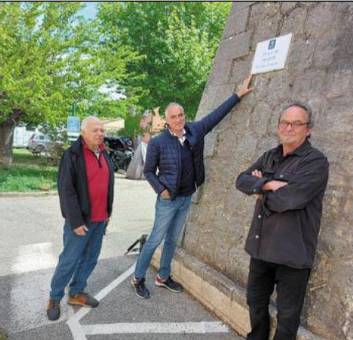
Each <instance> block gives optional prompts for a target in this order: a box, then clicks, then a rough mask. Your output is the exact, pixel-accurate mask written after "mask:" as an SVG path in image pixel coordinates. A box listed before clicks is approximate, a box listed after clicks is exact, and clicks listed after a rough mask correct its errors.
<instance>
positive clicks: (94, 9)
mask: <svg viewBox="0 0 353 340" xmlns="http://www.w3.org/2000/svg"><path fill="white" fill-rule="evenodd" d="M85 4H86V7H85V8H84V9H83V10H82V12H81V13H82V14H83V16H84V17H85V18H86V19H93V18H94V17H95V15H96V12H97V3H96V2H85Z"/></svg>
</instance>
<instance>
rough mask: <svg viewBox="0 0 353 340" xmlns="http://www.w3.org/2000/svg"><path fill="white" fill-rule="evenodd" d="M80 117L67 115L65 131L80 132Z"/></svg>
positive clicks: (80, 124)
mask: <svg viewBox="0 0 353 340" xmlns="http://www.w3.org/2000/svg"><path fill="white" fill-rule="evenodd" d="M80 125H81V124H80V118H79V117H74V116H68V117H67V133H79V132H80Z"/></svg>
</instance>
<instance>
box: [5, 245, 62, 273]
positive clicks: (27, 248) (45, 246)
mask: <svg viewBox="0 0 353 340" xmlns="http://www.w3.org/2000/svg"><path fill="white" fill-rule="evenodd" d="M54 254H55V253H54V250H53V244H52V243H51V242H44V243H34V244H27V245H23V246H20V247H18V249H17V255H16V256H15V258H14V260H13V263H12V266H11V273H12V274H21V273H27V272H32V271H37V270H41V269H48V268H53V267H55V265H56V263H57V258H56V256H54Z"/></svg>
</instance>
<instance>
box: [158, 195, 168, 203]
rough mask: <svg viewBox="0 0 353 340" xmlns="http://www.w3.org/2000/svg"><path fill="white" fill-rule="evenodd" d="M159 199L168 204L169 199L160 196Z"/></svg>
mask: <svg viewBox="0 0 353 340" xmlns="http://www.w3.org/2000/svg"><path fill="white" fill-rule="evenodd" d="M159 199H160V200H161V201H166V202H169V201H170V198H163V197H162V196H161V195H159Z"/></svg>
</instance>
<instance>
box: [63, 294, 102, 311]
mask: <svg viewBox="0 0 353 340" xmlns="http://www.w3.org/2000/svg"><path fill="white" fill-rule="evenodd" d="M67 303H68V304H69V305H72V306H85V307H92V308H96V307H97V306H98V305H99V301H98V300H96V299H95V298H94V297H93V296H91V295H89V294H88V293H78V294H75V295H70V296H69V298H68V300H67Z"/></svg>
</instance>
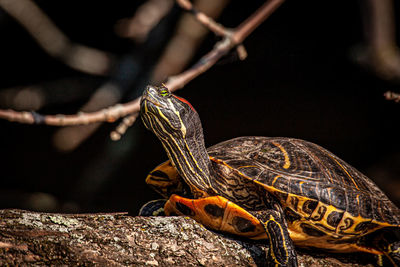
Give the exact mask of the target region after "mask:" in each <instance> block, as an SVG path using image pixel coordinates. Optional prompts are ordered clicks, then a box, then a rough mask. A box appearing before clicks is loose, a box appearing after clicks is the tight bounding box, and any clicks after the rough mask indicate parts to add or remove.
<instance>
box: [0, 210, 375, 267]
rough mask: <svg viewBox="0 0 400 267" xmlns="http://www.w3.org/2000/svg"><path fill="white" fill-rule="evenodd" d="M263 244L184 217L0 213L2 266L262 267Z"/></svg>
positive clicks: (349, 260) (121, 213) (265, 257)
mask: <svg viewBox="0 0 400 267" xmlns="http://www.w3.org/2000/svg"><path fill="white" fill-rule="evenodd" d="M265 244H266V243H263V242H255V241H251V240H242V239H238V238H235V237H232V236H226V235H223V234H219V233H215V232H213V231H209V230H207V229H206V228H204V227H203V226H202V225H200V224H198V223H197V222H195V221H194V220H192V219H190V218H185V217H132V216H129V215H128V214H127V213H111V214H78V215H77V214H50V213H37V212H30V211H23V210H0V265H1V266H7V265H11V266H21V265H22V266H26V265H29V266H40V265H52V266H60V265H67V266H72V265H73V266H76V265H79V266H264V265H265V258H266V256H265V255H266V251H267V248H266V245H265ZM360 255H362V256H360ZM360 255H358V254H356V255H348V256H343V255H342V256H340V257H339V258H338V256H339V255H334V254H320V253H318V254H317V253H312V255H311V254H310V252H308V253H306V252H298V261H299V266H302V267H307V266H366V265H365V264H364V265H363V264H357V263H355V262H360V260H361V259H363V260H364V261H365V259H366V257H365V254H360ZM369 266H372V264H371V265H369Z"/></svg>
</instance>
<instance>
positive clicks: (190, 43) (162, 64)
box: [151, 0, 229, 84]
mask: <svg viewBox="0 0 400 267" xmlns="http://www.w3.org/2000/svg"><path fill="white" fill-rule="evenodd" d="M228 3H229V0H219V1H214V0H196V1H195V4H196V10H201V11H202V13H203V14H205V13H206V14H207V15H208V17H209V18H207V20H209V21H213V20H214V19H215V18H217V17H218V16H219V15H220V14H221V13H222V11H223V10H224V8H225V7H226V5H227V4H228ZM189 11H190V10H189ZM197 12H199V11H197ZM194 13H195V12H191V13H189V12H188V13H184V14H183V15H182V16H181V18H180V19H179V21H178V24H177V27H176V31H175V33H174V36H173V37H172V38H171V40H170V42H169V43H168V45H167V46H166V48H165V50H164V53H163V55H162V56H161V57H160V59H159V61H158V62H157V65H156V66H155V67H154V71H153V75H152V79H151V83H154V84H158V83H160V82H163V81H165V80H166V79H167V78H168V77H169V76H171V75H176V74H178V73H181V72H182V71H183V70H184V69H185V68H186V67H187V64H188V62H189V61H190V60H191V59H192V58H193V55H194V54H195V53H196V51H197V48H198V46H199V45H200V44H201V42H202V40H203V39H204V37H205V36H206V34H207V33H208V30H209V29H208V28H207V27H206V26H204V25H203V24H201V23H199V22H198V20H197V17H199V16H197V17H195V16H194V15H193V14H194ZM203 17H204V16H203ZM210 18H213V19H210ZM215 24H216V23H215ZM221 27H222V26H221ZM214 32H215V31H214Z"/></svg>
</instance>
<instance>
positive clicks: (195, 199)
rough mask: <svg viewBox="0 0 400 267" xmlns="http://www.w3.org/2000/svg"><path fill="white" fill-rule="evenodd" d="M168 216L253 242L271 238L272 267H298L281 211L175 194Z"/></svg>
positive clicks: (218, 196) (286, 227)
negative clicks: (246, 208) (184, 220)
mask: <svg viewBox="0 0 400 267" xmlns="http://www.w3.org/2000/svg"><path fill="white" fill-rule="evenodd" d="M165 213H166V214H167V215H169V214H171V213H175V214H178V215H185V216H189V217H191V218H192V219H194V220H196V221H197V222H199V223H201V224H203V225H204V226H206V227H208V228H211V229H214V230H218V231H223V232H227V233H231V234H234V235H239V236H243V237H247V238H251V239H268V240H269V241H268V242H269V252H268V256H267V265H268V266H280V267H284V266H288V267H289V266H290V267H295V266H297V256H296V251H295V249H294V245H293V241H292V240H291V238H290V236H289V232H288V229H287V224H286V221H285V219H284V218H283V216H282V215H281V213H279V212H278V211H275V210H263V211H257V212H252V211H250V212H249V211H246V210H245V209H243V208H241V207H240V206H238V205H236V204H235V203H233V202H230V201H229V200H227V199H226V198H224V197H221V196H212V197H206V198H200V199H189V198H184V197H180V196H178V195H172V196H171V197H170V198H169V200H168V202H167V203H166V204H165Z"/></svg>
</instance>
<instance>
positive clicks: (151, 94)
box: [140, 86, 211, 196]
mask: <svg viewBox="0 0 400 267" xmlns="http://www.w3.org/2000/svg"><path fill="white" fill-rule="evenodd" d="M140 117H141V118H142V120H143V123H144V125H145V126H146V128H147V129H149V130H150V131H152V132H153V133H154V134H155V135H156V136H157V137H158V139H159V140H160V141H161V143H162V145H163V147H164V149H165V150H166V152H167V154H168V157H169V159H170V161H171V162H172V165H173V167H174V168H176V170H177V171H178V173H179V175H180V176H181V177H182V178H183V180H184V181H185V182H186V184H188V185H189V187H190V189H191V192H192V193H193V195H195V196H202V195H205V194H206V193H205V192H209V191H210V189H211V186H210V168H211V162H210V159H209V156H208V154H207V150H206V148H205V146H204V136H203V128H202V127H201V122H200V118H199V115H198V114H197V112H196V111H195V109H194V108H193V107H192V105H191V104H190V103H189V102H188V101H186V100H185V99H183V98H180V97H178V96H175V95H173V94H171V93H170V92H169V91H168V89H167V88H166V87H165V86H161V87H157V86H148V87H147V88H146V90H145V91H144V93H143V96H142V99H141V103H140Z"/></svg>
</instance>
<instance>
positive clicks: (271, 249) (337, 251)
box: [140, 85, 400, 266]
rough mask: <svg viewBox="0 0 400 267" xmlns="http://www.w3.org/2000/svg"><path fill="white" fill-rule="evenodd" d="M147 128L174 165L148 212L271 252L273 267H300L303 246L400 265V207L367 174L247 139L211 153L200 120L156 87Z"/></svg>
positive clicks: (321, 150)
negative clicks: (240, 241) (259, 242)
mask: <svg viewBox="0 0 400 267" xmlns="http://www.w3.org/2000/svg"><path fill="white" fill-rule="evenodd" d="M140 117H141V119H142V121H143V124H144V126H145V127H146V128H147V129H149V130H150V131H151V132H153V133H154V134H155V135H156V136H157V137H158V139H159V140H160V141H161V144H162V146H163V147H164V149H165V151H166V153H167V155H168V159H169V160H168V161H166V162H164V163H162V164H161V165H159V166H158V167H156V168H155V169H154V170H153V171H152V172H150V174H149V175H148V176H147V178H146V182H147V183H148V184H149V185H150V186H152V187H153V188H154V189H155V190H156V191H157V192H159V193H160V194H161V195H162V196H163V197H164V198H165V200H164V201H153V202H151V203H149V204H145V205H144V207H143V208H142V209H141V212H140V214H141V215H144V214H152V212H153V211H157V214H160V212H161V213H165V215H168V216H170V215H184V216H188V217H191V218H193V219H194V220H196V221H197V222H199V223H201V224H202V225H204V226H205V227H207V228H210V229H213V230H216V231H220V232H225V233H228V234H233V235H238V236H241V237H245V238H250V239H254V240H265V242H266V244H268V246H269V250H268V253H267V256H266V262H267V263H268V265H271V266H297V254H296V249H295V246H296V247H306V248H318V249H322V250H326V251H328V252H332V253H351V252H367V253H371V254H375V255H377V258H378V265H383V264H388V265H393V266H400V209H399V208H398V207H396V205H395V204H394V203H393V202H392V201H390V200H389V198H388V197H387V196H386V195H385V194H384V193H383V192H382V191H381V189H379V188H378V186H377V185H376V184H375V183H374V182H373V181H372V180H371V179H369V178H368V177H367V176H365V175H364V174H362V173H361V172H360V171H358V170H357V169H355V168H354V167H352V166H351V165H350V164H348V163H346V162H345V161H343V160H342V159H340V158H339V157H337V156H336V155H334V154H333V153H332V152H330V151H328V150H327V149H324V148H322V147H321V146H319V145H317V144H314V143H311V142H308V141H305V140H300V139H296V138H287V137H261V136H245V137H237V138H234V139H231V140H227V141H223V142H221V143H218V144H216V145H214V146H211V147H209V148H208V149H206V147H205V142H204V135H203V129H202V125H201V121H200V118H199V115H198V113H197V112H196V110H195V109H194V107H193V106H192V105H191V104H190V103H189V102H188V101H187V100H185V99H183V98H181V97H178V96H176V95H174V94H172V93H171V92H170V91H169V90H168V88H166V87H165V86H164V85H163V86H152V85H150V86H147V88H146V89H145V91H144V93H143V95H142V98H141V102H140Z"/></svg>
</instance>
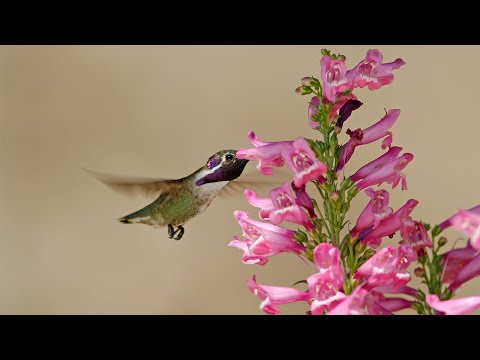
# # # # # # #
EXERCISE PROMPT: The answer must be the lines from the first one in the records through the line containing "box: [158, 195, 168, 203]", copied exactly, with no pictures.

OUTPUT OF THE TASK:
Each <instance> block gives optional prompts for a target in this order: a box, then clicks, then a rough mask. Your output is the exact, pixel-accurate mask written after "mask:" as an SVG path in image pixel coordinates. A box listed before clicks is approximate, a box listed after clicks is exact, and clicks listed after a rough mask correct its errors.
<instance>
positive clicks: (94, 9)
mask: <svg viewBox="0 0 353 340" xmlns="http://www.w3.org/2000/svg"><path fill="white" fill-rule="evenodd" d="M85 4H86V7H85V8H84V9H83V10H82V12H81V13H82V14H83V16H84V17H85V18H86V19H93V18H94V17H95V15H96V12H97V3H96V2H85Z"/></svg>
</instance>
<instance>
rough mask: <svg viewBox="0 0 353 340" xmlns="http://www.w3.org/2000/svg"><path fill="white" fill-rule="evenodd" d="M80 117L67 115L65 131L80 132Z"/></svg>
positive clicks: (80, 124)
mask: <svg viewBox="0 0 353 340" xmlns="http://www.w3.org/2000/svg"><path fill="white" fill-rule="evenodd" d="M80 125H81V124H80V118H79V117H74V116H68V117H67V133H79V132H80Z"/></svg>
</instance>
<instance>
box: [5, 245, 62, 273]
positive clicks: (27, 248) (45, 246)
mask: <svg viewBox="0 0 353 340" xmlns="http://www.w3.org/2000/svg"><path fill="white" fill-rule="evenodd" d="M54 254H55V253H54V250H53V244H52V243H51V242H44V243H34V244H27V245H23V246H20V247H18V249H17V255H16V256H15V258H14V260H13V263H12V266H11V273H12V274H21V273H27V272H32V271H37V270H41V269H48V268H53V267H55V265H56V263H57V258H56V256H54Z"/></svg>
</instance>
<instance>
box: [158, 195, 168, 203]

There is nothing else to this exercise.